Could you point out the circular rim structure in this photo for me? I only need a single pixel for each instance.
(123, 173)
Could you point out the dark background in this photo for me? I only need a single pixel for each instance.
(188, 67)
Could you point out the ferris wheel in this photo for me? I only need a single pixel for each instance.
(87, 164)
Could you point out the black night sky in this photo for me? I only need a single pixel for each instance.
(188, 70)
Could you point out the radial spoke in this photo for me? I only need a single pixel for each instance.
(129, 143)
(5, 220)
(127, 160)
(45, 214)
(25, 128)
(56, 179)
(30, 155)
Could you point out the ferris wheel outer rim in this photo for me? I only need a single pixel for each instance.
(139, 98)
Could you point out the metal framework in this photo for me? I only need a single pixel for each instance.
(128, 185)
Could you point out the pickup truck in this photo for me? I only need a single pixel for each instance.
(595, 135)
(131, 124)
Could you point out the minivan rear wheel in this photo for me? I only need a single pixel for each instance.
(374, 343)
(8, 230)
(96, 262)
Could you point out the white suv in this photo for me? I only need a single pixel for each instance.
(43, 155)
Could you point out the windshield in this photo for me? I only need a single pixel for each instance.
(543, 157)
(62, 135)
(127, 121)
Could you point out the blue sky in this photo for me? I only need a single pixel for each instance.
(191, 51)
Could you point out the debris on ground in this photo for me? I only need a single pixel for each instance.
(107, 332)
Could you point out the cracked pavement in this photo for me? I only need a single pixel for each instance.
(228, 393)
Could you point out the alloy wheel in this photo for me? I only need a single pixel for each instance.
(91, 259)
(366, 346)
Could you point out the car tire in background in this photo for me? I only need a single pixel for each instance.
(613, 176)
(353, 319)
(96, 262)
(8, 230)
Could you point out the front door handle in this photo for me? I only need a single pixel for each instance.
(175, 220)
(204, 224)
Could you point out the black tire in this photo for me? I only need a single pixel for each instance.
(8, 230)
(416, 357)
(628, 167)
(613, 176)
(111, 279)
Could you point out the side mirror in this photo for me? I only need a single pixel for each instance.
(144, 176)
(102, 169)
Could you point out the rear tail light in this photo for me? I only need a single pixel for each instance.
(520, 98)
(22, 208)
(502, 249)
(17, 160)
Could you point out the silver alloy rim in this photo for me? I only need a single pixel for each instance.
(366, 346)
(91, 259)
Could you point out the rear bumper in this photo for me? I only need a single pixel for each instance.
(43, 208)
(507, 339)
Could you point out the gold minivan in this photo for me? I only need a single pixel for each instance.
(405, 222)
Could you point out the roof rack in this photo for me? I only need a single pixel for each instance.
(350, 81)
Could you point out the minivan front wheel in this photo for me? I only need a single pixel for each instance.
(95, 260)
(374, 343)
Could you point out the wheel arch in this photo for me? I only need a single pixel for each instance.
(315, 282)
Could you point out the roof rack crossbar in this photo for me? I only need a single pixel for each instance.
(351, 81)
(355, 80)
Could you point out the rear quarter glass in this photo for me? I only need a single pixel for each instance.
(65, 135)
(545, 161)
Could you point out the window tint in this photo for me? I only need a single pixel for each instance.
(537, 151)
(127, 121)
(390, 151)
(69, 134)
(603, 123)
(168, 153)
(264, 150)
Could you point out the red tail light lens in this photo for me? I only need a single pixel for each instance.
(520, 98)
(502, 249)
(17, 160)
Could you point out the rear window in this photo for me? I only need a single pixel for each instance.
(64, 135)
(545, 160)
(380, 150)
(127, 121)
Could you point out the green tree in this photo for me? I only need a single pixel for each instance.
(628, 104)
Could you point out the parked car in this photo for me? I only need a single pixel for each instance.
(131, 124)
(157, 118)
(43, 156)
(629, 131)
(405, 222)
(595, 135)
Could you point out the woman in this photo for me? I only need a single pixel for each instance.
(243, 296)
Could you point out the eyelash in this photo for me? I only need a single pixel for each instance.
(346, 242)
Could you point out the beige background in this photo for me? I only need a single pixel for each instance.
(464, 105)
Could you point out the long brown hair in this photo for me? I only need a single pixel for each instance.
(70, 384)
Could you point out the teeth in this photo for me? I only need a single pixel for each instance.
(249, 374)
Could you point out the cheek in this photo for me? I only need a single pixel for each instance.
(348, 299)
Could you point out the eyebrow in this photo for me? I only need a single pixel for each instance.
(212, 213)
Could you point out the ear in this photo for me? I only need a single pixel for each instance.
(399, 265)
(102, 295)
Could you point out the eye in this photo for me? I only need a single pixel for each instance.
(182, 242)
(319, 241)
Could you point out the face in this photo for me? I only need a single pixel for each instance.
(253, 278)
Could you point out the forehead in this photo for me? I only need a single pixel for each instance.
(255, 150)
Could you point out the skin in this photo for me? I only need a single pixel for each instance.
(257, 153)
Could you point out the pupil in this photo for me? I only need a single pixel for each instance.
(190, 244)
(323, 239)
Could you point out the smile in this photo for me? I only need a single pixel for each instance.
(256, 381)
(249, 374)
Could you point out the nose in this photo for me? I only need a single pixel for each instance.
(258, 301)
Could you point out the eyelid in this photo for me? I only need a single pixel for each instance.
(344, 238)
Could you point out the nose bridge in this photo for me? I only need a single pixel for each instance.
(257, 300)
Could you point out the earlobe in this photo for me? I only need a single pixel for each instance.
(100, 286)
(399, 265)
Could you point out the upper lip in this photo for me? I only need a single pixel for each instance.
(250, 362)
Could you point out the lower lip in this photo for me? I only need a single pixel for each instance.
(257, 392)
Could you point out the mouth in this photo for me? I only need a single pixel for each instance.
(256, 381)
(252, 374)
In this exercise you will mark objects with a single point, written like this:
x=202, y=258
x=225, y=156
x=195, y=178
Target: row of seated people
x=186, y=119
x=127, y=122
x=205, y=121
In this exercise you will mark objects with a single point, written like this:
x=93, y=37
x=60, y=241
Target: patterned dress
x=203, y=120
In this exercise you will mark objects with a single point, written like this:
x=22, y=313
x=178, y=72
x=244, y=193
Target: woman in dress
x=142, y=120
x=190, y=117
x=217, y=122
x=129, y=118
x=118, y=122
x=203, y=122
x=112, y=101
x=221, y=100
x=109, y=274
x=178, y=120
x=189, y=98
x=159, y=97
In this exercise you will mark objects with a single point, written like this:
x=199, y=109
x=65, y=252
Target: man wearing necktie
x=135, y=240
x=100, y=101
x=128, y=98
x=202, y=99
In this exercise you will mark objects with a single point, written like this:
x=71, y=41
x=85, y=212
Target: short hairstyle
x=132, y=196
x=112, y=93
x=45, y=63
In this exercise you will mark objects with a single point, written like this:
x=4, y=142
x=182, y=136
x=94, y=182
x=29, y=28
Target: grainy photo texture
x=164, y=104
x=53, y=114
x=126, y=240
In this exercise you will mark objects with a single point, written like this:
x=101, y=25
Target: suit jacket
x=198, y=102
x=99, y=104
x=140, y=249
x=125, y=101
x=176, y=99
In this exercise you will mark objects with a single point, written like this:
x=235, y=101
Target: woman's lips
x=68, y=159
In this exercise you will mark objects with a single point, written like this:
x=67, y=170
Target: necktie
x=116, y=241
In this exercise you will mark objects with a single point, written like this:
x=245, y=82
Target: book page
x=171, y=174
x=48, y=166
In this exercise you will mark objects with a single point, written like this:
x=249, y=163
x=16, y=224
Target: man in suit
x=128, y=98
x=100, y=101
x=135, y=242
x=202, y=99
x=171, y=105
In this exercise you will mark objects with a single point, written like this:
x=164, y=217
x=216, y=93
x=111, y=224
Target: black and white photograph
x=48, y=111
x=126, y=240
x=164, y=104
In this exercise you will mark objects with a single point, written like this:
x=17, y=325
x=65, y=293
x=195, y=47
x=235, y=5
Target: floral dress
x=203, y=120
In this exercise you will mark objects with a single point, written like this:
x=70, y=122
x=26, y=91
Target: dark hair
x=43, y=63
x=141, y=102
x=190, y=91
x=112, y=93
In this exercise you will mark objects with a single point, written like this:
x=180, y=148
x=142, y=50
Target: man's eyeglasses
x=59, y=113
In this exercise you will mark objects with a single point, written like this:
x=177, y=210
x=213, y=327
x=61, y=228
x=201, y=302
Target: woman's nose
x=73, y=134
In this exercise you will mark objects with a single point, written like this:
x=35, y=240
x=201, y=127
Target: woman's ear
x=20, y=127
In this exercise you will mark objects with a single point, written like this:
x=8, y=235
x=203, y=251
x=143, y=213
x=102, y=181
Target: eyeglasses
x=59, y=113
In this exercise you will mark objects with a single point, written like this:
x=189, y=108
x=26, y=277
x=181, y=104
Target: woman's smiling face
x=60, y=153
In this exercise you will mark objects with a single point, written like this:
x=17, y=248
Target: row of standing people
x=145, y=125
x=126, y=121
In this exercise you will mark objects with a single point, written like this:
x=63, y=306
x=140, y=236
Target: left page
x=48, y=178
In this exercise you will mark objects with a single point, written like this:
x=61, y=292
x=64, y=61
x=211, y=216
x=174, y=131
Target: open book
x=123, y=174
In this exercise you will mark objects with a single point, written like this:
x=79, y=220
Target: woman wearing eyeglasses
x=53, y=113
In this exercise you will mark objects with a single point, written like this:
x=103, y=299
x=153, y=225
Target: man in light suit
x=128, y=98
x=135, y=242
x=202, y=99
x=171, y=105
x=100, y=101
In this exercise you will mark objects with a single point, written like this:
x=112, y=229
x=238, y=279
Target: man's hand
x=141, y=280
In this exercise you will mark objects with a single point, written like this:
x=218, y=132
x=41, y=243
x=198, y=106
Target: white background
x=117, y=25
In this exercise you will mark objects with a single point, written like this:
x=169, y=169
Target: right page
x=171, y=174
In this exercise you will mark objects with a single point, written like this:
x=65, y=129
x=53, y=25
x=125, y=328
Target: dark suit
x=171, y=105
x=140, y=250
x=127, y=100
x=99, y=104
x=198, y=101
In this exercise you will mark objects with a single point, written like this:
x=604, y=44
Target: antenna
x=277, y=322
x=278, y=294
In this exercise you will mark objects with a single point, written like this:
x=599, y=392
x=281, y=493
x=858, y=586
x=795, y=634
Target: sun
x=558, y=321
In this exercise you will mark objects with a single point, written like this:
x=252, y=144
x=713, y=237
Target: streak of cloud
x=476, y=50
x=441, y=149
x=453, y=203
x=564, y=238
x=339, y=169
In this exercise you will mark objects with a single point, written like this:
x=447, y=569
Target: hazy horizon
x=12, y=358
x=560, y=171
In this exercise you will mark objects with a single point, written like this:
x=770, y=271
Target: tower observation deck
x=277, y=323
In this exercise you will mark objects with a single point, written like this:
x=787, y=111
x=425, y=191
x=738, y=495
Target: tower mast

__EXERCISE BRIEF__:
Count the lines in the data above that contain the string "light", treating uppercase and lowercase as different. Reply with the number alone.

__WRITTEN SOLUTION__:
3